> Work instruction: What is the number of lines in the data holding the word "near"? Give that number by itself.

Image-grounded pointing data
[Start of Attachment]
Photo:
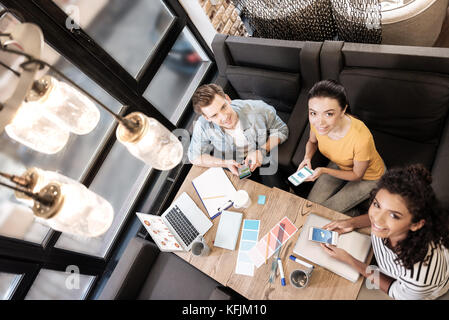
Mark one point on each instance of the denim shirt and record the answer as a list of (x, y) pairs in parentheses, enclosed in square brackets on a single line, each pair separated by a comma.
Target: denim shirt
[(258, 121)]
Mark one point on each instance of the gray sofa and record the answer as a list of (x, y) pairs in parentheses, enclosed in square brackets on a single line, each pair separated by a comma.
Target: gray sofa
[(400, 92), (145, 273)]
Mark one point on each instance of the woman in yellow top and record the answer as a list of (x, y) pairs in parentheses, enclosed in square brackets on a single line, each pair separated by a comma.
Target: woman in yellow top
[(355, 165)]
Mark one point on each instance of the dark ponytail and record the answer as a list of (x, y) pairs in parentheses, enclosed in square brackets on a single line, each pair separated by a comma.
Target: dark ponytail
[(330, 89)]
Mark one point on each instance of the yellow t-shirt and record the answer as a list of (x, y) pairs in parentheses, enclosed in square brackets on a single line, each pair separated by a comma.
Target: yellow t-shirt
[(357, 144)]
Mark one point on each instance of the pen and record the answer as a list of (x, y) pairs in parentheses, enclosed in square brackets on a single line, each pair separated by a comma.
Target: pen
[(308, 265), (214, 197), (224, 206), (281, 272), (268, 242)]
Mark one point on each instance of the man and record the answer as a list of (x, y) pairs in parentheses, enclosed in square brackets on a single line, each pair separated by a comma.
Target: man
[(237, 132)]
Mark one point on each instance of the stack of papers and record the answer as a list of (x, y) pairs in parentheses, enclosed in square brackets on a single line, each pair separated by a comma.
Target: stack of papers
[(215, 190)]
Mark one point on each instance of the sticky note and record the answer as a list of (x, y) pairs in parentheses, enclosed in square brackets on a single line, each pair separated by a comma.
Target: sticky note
[(248, 240)]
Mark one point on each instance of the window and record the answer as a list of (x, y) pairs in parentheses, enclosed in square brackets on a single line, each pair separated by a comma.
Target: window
[(8, 282), (57, 285), (178, 77), (113, 58), (120, 187)]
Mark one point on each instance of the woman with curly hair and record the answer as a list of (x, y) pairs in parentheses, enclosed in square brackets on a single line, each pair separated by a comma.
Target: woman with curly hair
[(409, 234)]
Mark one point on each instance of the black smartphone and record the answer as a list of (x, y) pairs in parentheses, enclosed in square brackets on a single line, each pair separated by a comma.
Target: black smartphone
[(244, 172)]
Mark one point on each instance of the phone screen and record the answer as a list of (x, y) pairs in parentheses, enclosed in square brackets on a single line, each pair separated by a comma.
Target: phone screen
[(299, 176), (244, 172), (321, 235)]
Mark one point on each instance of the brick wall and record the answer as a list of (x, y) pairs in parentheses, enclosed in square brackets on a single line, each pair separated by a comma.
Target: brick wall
[(224, 17)]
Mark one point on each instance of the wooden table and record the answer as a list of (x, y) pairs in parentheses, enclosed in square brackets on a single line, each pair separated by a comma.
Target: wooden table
[(220, 263)]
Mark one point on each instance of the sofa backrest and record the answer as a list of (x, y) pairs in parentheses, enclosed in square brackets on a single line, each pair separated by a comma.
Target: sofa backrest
[(401, 94), (267, 69)]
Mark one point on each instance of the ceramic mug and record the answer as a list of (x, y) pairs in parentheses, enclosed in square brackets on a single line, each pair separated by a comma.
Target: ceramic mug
[(200, 247), (300, 278), (241, 199)]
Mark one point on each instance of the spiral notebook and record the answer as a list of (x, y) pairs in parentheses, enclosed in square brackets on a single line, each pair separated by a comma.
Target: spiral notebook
[(215, 190)]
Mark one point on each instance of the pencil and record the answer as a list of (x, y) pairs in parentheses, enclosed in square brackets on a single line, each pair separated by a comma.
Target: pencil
[(207, 198), (266, 253)]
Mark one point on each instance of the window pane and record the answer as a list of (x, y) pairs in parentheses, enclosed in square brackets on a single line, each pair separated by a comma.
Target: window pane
[(119, 180), (17, 220), (178, 77), (58, 285), (128, 30), (8, 283)]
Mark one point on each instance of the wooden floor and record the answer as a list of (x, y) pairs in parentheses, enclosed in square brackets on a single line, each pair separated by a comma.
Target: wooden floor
[(443, 39)]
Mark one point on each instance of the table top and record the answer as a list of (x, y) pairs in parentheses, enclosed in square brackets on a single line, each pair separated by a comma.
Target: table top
[(220, 263)]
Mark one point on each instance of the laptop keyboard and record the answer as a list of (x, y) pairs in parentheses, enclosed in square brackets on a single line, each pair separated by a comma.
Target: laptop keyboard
[(185, 230)]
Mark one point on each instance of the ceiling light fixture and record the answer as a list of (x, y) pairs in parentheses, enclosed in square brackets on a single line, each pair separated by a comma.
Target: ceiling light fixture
[(41, 113)]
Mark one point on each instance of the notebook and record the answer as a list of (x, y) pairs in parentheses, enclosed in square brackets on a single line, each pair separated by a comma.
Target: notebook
[(178, 227), (228, 230), (215, 190), (357, 244)]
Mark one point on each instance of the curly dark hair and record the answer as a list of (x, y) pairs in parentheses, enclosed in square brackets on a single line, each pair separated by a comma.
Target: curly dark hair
[(413, 184)]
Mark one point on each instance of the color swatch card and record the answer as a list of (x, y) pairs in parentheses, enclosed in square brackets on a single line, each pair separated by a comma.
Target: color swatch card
[(272, 241), (248, 239)]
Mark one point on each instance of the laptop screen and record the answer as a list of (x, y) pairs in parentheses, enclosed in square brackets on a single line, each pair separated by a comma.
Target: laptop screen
[(161, 235)]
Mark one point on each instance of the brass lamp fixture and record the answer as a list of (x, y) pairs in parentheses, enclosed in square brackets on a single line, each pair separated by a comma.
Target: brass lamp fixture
[(42, 113), (63, 204)]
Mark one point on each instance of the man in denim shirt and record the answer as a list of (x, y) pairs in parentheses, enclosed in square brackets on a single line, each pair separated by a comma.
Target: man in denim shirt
[(236, 132)]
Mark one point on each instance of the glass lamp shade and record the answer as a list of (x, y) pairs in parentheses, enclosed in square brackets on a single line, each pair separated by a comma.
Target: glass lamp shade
[(37, 179), (31, 128), (66, 106), (152, 142), (76, 211)]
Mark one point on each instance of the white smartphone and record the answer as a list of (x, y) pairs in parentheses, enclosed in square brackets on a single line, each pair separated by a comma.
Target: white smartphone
[(323, 236), (299, 176)]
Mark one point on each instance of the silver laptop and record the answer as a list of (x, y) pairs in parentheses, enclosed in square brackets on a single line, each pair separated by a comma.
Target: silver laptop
[(178, 227)]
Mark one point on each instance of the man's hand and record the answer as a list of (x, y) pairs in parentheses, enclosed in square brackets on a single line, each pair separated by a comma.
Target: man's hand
[(305, 162), (233, 166), (254, 159)]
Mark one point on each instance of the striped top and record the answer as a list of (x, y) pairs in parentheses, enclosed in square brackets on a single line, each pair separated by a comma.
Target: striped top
[(424, 281)]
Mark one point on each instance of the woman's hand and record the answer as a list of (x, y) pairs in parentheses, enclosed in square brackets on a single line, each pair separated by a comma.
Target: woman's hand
[(340, 226), (337, 253), (233, 166), (305, 162), (316, 174)]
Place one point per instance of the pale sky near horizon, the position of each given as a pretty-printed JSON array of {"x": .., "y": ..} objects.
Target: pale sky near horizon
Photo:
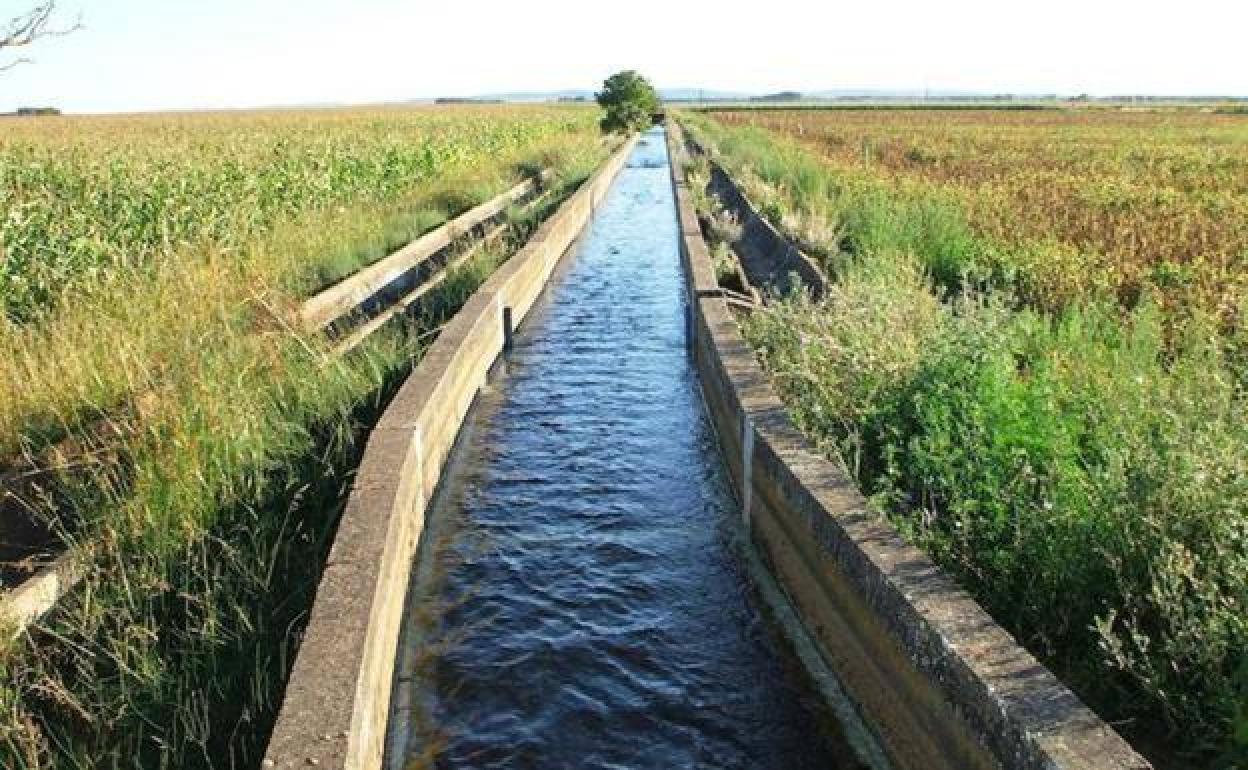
[{"x": 177, "y": 54}]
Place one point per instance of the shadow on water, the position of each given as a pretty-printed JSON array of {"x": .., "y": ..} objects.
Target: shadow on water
[{"x": 580, "y": 599}]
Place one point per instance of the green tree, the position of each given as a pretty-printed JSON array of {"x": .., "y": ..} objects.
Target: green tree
[{"x": 629, "y": 100}]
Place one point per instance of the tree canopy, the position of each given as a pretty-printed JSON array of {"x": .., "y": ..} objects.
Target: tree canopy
[{"x": 629, "y": 100}]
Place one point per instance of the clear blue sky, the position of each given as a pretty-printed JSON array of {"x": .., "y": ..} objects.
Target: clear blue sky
[{"x": 181, "y": 54}]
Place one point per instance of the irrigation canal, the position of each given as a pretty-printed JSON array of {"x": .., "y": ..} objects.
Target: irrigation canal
[{"x": 580, "y": 599}]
[End of Attachment]
> Reply to the task: 2